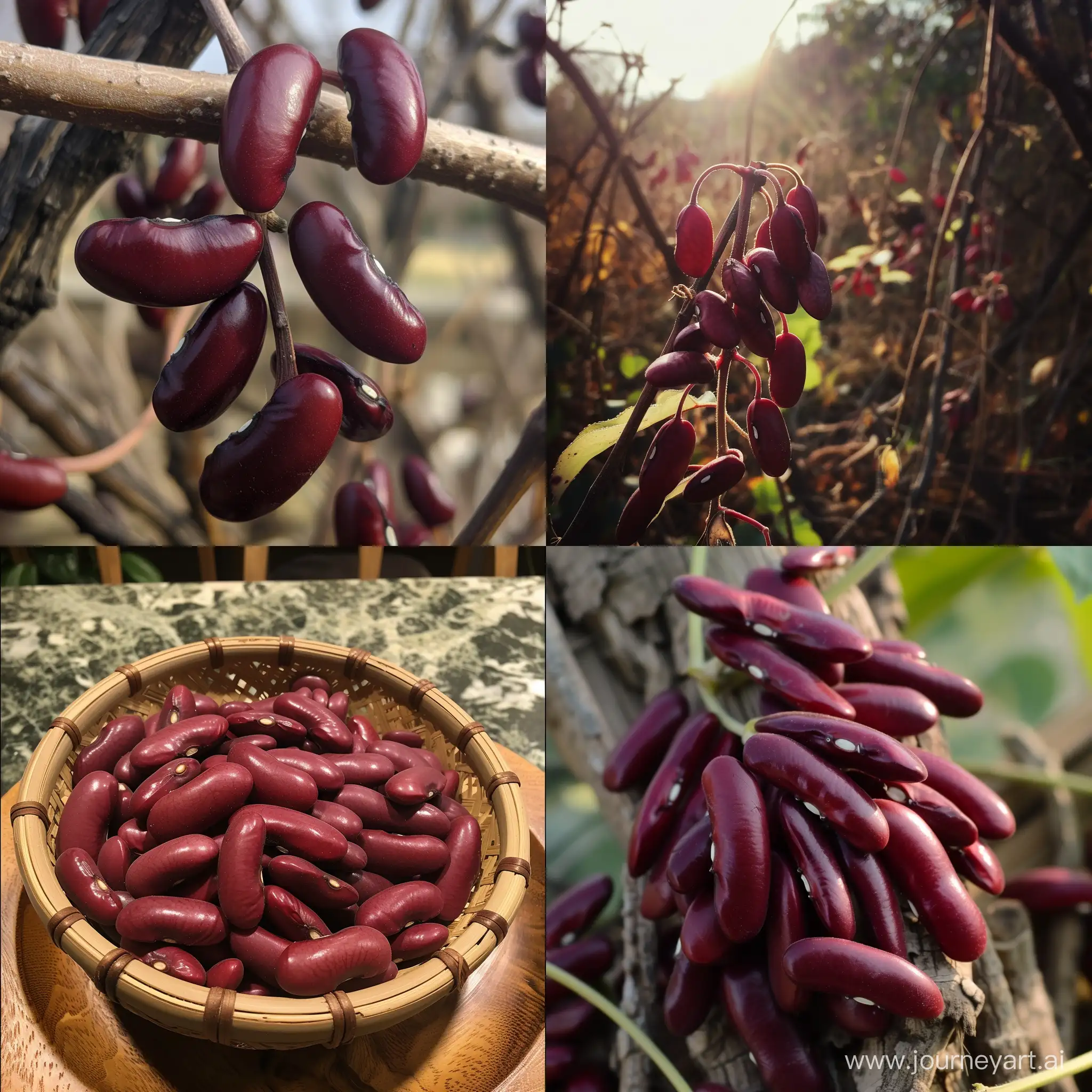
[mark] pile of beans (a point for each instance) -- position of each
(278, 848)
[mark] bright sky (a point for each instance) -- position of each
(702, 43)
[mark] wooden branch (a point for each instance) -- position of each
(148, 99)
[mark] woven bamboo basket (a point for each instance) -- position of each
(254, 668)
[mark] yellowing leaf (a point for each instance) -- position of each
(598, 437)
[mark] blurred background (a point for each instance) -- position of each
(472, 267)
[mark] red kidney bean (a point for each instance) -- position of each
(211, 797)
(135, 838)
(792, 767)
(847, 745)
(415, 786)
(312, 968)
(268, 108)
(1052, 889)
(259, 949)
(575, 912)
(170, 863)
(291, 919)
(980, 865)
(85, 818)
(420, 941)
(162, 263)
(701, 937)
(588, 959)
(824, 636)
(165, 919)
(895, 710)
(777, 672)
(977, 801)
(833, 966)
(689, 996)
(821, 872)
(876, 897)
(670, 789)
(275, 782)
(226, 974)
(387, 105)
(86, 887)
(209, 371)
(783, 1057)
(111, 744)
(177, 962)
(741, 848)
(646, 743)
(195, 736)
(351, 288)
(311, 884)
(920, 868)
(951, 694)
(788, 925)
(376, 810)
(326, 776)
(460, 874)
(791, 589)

================================

Task description — Repeat the records above verbatim. Include none of the pictures.

Output of the exercise —
[mark] pile of beans (a point for each instance) -- position of each
(278, 848)
[mark] bright sky (a point for each instance) -- position of each
(702, 43)
[mark] wooden branch (a point for each instance) -- position of each
(148, 99)
[mark] woven bamboo basket (a point for each instance) -- position of each
(254, 668)
[mark] yellowing leaf (a point for each instance) -- position of each
(598, 437)
[mark] blurred background (a point for each instance) -- position of each
(472, 267)
[mark] red kidney bean (a point for each instance) -- position of each
(211, 797)
(135, 838)
(792, 767)
(847, 745)
(415, 786)
(312, 968)
(268, 108)
(1052, 889)
(259, 949)
(575, 912)
(170, 863)
(291, 919)
(980, 865)
(85, 818)
(420, 941)
(162, 263)
(701, 937)
(588, 959)
(824, 636)
(165, 919)
(895, 710)
(777, 672)
(977, 801)
(833, 966)
(689, 996)
(821, 872)
(876, 897)
(670, 789)
(275, 782)
(226, 974)
(387, 105)
(86, 887)
(209, 371)
(783, 1057)
(111, 744)
(177, 962)
(741, 848)
(646, 743)
(195, 736)
(351, 288)
(311, 884)
(920, 868)
(951, 694)
(788, 925)
(376, 810)
(326, 776)
(460, 874)
(791, 589)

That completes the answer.